What to produce: From the data that follows, copy every line with the string "pillow".

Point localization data
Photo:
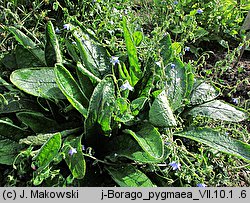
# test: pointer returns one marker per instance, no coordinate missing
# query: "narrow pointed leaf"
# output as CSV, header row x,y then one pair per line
x,y
71,89
94,56
52,49
38,82
135,70
176,83
76,161
129,176
160,113
219,141
166,51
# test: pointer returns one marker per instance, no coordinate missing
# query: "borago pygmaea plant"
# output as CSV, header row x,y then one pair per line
x,y
116,113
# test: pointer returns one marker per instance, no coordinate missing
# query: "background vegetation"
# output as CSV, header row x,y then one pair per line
x,y
133,90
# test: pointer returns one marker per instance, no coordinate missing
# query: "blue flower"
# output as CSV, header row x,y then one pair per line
x,y
235,100
175,165
72,151
127,86
199,11
172,65
201,185
114,60
158,63
83,147
66,26
57,30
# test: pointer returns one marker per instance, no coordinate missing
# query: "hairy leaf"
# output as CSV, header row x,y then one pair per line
x,y
39,82
71,89
38,122
150,140
9,149
48,151
101,106
94,56
27,43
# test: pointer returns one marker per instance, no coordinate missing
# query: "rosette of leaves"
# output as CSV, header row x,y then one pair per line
x,y
120,128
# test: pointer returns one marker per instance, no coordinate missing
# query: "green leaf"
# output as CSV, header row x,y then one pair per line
x,y
190,80
72,50
166,50
27,43
137,105
84,71
203,92
150,140
123,73
219,141
9,136
39,82
71,89
219,110
14,102
126,146
123,112
137,37
48,151
52,49
36,140
75,162
9,149
177,48
94,56
160,113
101,106
134,69
24,58
86,84
129,176
11,131
38,122
176,84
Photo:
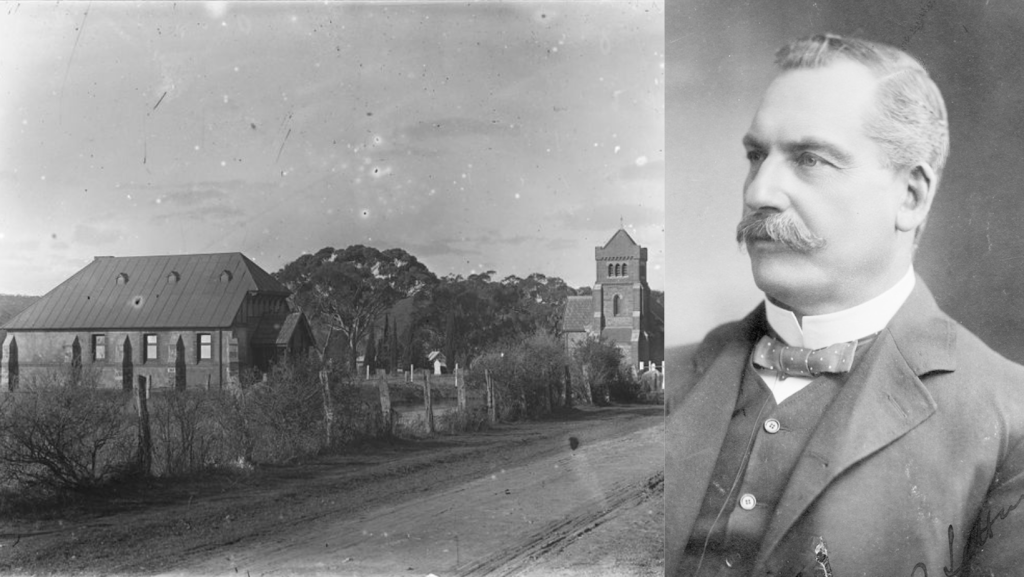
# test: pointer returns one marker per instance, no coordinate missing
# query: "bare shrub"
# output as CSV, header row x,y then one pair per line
x,y
185,436
65,433
274,417
599,374
357,411
526,376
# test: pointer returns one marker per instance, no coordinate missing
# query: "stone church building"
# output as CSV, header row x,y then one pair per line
x,y
621,308
182,321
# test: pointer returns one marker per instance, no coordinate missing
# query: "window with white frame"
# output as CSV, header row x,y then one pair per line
x,y
150,351
99,347
205,341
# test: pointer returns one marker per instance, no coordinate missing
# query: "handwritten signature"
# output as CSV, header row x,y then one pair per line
x,y
978,536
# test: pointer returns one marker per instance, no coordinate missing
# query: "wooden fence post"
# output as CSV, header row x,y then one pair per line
x,y
492,413
568,387
427,402
460,386
386,404
144,438
328,406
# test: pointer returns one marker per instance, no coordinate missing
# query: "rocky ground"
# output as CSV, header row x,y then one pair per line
x,y
516,499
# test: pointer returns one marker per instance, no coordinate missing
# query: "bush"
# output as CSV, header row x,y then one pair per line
x,y
274,417
185,436
527,376
59,436
599,374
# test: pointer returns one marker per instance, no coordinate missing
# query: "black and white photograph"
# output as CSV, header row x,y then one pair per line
x,y
364,288
844,392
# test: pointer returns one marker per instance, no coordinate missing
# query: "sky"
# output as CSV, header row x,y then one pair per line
x,y
505,136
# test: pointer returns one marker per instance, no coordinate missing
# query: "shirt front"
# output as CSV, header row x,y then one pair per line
x,y
822,330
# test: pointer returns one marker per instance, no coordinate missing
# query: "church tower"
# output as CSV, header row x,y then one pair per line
x,y
622,297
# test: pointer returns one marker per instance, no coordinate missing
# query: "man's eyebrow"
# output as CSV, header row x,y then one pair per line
x,y
835,152
752,141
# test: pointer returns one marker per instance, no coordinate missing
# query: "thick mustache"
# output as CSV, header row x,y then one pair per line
x,y
777,227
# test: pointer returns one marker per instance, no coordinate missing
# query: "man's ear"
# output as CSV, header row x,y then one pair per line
x,y
921,186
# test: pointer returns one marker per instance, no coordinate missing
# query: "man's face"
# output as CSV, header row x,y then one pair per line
x,y
812,162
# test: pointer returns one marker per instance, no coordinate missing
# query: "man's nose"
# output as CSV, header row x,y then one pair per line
x,y
766,184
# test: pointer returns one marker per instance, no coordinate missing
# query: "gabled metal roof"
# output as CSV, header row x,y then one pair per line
x,y
579,314
141,292
279,329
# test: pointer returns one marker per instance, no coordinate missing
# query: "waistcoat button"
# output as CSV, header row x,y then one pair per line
x,y
748,501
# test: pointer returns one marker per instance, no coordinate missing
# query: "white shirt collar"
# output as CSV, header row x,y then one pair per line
x,y
851,324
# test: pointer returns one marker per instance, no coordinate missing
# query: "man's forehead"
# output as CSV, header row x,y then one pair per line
x,y
822,104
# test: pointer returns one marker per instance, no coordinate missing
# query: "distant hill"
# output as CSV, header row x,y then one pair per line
x,y
12,304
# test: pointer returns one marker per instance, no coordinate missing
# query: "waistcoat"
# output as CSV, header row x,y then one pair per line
x,y
762,447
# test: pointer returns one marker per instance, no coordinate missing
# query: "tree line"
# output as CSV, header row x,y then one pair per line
x,y
393,308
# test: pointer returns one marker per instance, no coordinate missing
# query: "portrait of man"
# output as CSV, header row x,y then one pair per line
x,y
847,424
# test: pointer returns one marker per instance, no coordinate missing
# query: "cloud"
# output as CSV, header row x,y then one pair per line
x,y
598,217
641,169
455,127
200,214
195,196
561,244
93,236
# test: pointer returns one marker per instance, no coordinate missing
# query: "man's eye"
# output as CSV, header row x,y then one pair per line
x,y
807,159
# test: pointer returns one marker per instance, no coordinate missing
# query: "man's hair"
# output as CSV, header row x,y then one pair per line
x,y
910,124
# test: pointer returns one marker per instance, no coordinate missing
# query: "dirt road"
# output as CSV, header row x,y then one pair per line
x,y
513,500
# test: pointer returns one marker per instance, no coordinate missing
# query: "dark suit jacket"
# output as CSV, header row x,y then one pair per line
x,y
916,467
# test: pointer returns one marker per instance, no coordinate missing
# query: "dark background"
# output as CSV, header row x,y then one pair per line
x,y
719,62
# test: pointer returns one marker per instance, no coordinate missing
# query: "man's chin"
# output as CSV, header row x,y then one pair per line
x,y
775,265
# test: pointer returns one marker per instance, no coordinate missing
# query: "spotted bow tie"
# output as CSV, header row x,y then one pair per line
x,y
796,361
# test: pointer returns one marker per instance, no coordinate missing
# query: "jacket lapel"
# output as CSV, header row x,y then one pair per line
x,y
883,400
697,427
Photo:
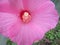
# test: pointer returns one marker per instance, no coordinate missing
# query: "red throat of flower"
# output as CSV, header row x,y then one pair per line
x,y
25,16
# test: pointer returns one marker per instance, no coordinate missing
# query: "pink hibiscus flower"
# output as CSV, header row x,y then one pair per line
x,y
26,21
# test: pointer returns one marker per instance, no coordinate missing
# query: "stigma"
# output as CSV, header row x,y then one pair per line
x,y
25,17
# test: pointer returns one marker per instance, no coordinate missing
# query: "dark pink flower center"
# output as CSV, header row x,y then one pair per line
x,y
25,16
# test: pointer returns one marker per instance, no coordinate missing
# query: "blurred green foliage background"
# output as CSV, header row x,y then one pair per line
x,y
51,38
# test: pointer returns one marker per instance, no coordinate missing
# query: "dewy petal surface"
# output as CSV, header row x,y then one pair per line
x,y
29,33
6,23
33,4
46,17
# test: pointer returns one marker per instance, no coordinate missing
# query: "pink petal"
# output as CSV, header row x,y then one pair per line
x,y
6,22
46,17
33,4
28,34
11,6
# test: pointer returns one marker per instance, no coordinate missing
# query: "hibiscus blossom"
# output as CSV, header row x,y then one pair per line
x,y
26,21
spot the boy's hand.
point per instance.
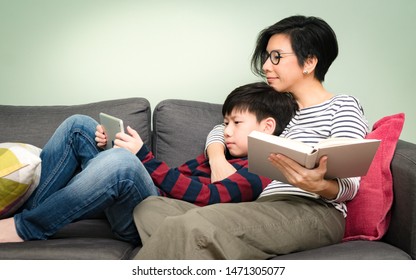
(132, 142)
(100, 137)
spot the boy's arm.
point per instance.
(191, 182)
(215, 152)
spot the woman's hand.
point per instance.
(220, 167)
(131, 141)
(311, 180)
(100, 137)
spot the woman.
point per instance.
(294, 56)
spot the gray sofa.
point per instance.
(176, 131)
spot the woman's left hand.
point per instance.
(131, 141)
(311, 180)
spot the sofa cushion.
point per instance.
(20, 167)
(353, 250)
(181, 127)
(89, 239)
(369, 212)
(35, 124)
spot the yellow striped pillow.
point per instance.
(20, 167)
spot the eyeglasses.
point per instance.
(274, 56)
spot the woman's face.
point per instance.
(287, 74)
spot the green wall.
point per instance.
(80, 51)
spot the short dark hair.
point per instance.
(263, 101)
(309, 36)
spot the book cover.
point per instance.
(347, 157)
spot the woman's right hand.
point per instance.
(100, 137)
(220, 167)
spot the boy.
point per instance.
(251, 107)
(117, 180)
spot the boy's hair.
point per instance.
(263, 101)
(309, 37)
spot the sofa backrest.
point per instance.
(180, 128)
(35, 124)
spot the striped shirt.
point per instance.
(341, 116)
(191, 181)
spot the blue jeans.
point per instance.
(79, 180)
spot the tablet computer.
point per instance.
(112, 126)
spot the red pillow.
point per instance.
(369, 212)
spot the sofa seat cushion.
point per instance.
(84, 240)
(77, 248)
(351, 250)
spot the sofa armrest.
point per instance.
(402, 229)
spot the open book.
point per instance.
(347, 157)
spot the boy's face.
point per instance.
(238, 125)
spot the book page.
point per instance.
(341, 141)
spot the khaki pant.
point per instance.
(174, 229)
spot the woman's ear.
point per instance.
(269, 125)
(310, 64)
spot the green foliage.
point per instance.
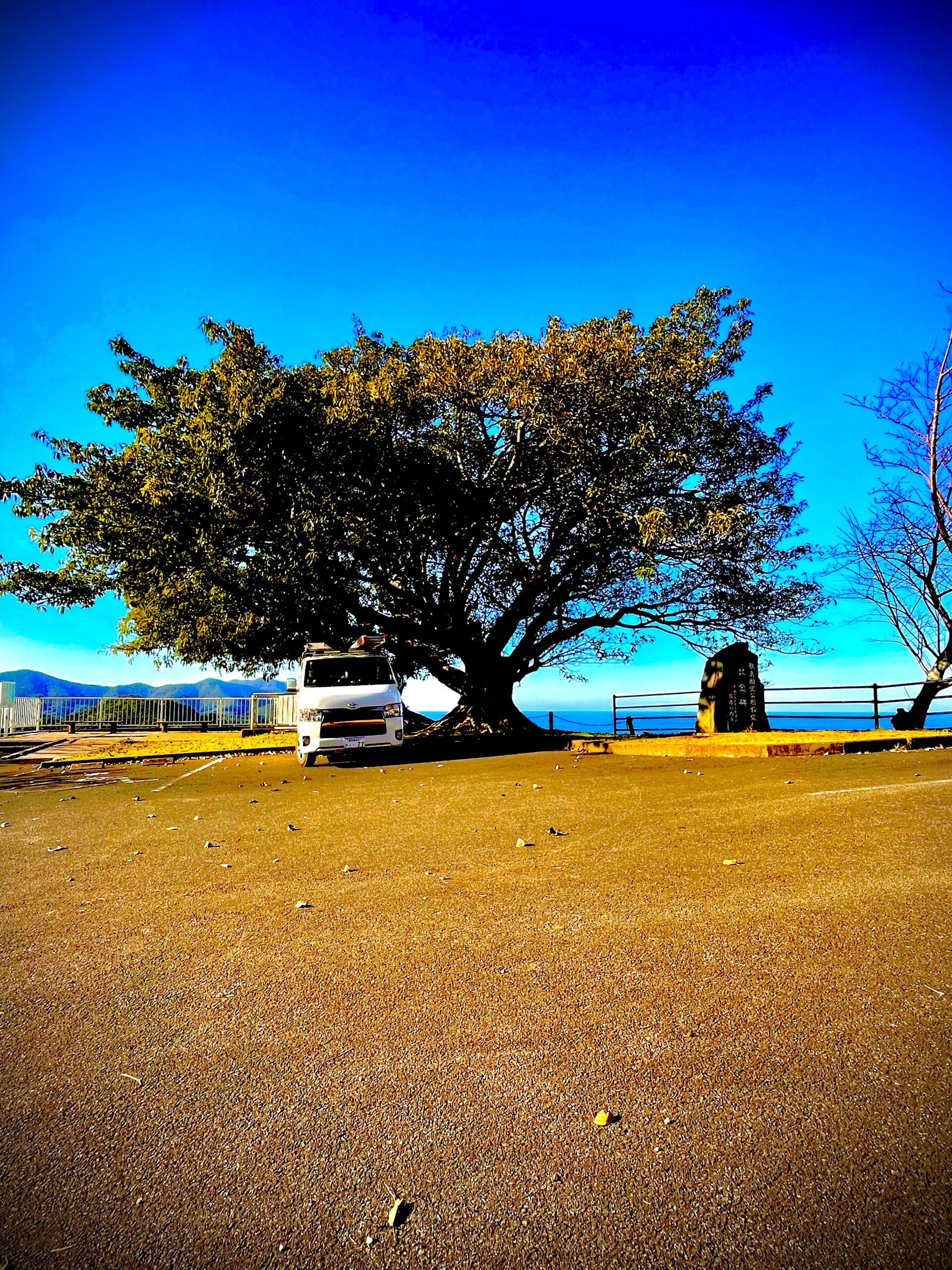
(494, 506)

Problem solution:
spot the yellow striped pillow.
spot the red pillow.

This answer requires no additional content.